= Beginning of Section =
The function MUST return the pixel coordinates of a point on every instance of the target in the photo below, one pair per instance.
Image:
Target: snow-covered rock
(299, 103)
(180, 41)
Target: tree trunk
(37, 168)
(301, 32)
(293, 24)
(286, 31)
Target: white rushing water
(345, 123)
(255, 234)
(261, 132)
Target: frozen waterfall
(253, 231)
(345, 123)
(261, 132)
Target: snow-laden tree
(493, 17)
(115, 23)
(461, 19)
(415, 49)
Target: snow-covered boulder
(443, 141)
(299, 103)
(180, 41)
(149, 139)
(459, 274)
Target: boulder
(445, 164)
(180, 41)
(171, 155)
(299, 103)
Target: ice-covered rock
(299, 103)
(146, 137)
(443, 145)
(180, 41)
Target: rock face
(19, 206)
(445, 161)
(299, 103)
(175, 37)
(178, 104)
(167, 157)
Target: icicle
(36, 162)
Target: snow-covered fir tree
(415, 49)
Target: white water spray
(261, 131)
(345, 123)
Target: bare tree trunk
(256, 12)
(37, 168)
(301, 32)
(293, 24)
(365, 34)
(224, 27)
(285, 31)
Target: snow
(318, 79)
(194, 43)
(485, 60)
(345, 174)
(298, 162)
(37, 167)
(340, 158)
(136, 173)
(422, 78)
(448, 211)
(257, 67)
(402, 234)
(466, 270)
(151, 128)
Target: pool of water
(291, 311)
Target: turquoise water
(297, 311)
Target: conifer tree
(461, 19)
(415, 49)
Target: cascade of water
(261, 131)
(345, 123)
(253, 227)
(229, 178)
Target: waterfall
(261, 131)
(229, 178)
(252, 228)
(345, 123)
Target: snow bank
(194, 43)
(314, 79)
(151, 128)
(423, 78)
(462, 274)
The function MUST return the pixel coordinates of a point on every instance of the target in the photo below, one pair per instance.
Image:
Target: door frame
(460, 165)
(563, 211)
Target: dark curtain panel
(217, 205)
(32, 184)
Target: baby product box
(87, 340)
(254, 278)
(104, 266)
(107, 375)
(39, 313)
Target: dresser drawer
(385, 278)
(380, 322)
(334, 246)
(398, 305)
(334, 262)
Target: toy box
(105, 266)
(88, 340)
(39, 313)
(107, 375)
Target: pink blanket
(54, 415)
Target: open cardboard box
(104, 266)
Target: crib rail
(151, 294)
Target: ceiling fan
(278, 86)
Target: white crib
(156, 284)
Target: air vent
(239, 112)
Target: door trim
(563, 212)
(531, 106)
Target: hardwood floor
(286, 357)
= End of Section =
◆ **What is being asked**: Nothing but the lines from the one holding "Target: pink blanket" to the end of the entries should be output, each exactly as it appears.

◆ **Reply to the task**:
Target: pink blanket
(54, 415)
Target: open cardboard box
(104, 266)
Target: crib rail
(151, 294)
Target: ceiling fan
(278, 86)
Target: white crib
(156, 284)
Target: air vent
(239, 112)
Target: door trim
(563, 212)
(531, 106)
Target: hardwood floor
(286, 357)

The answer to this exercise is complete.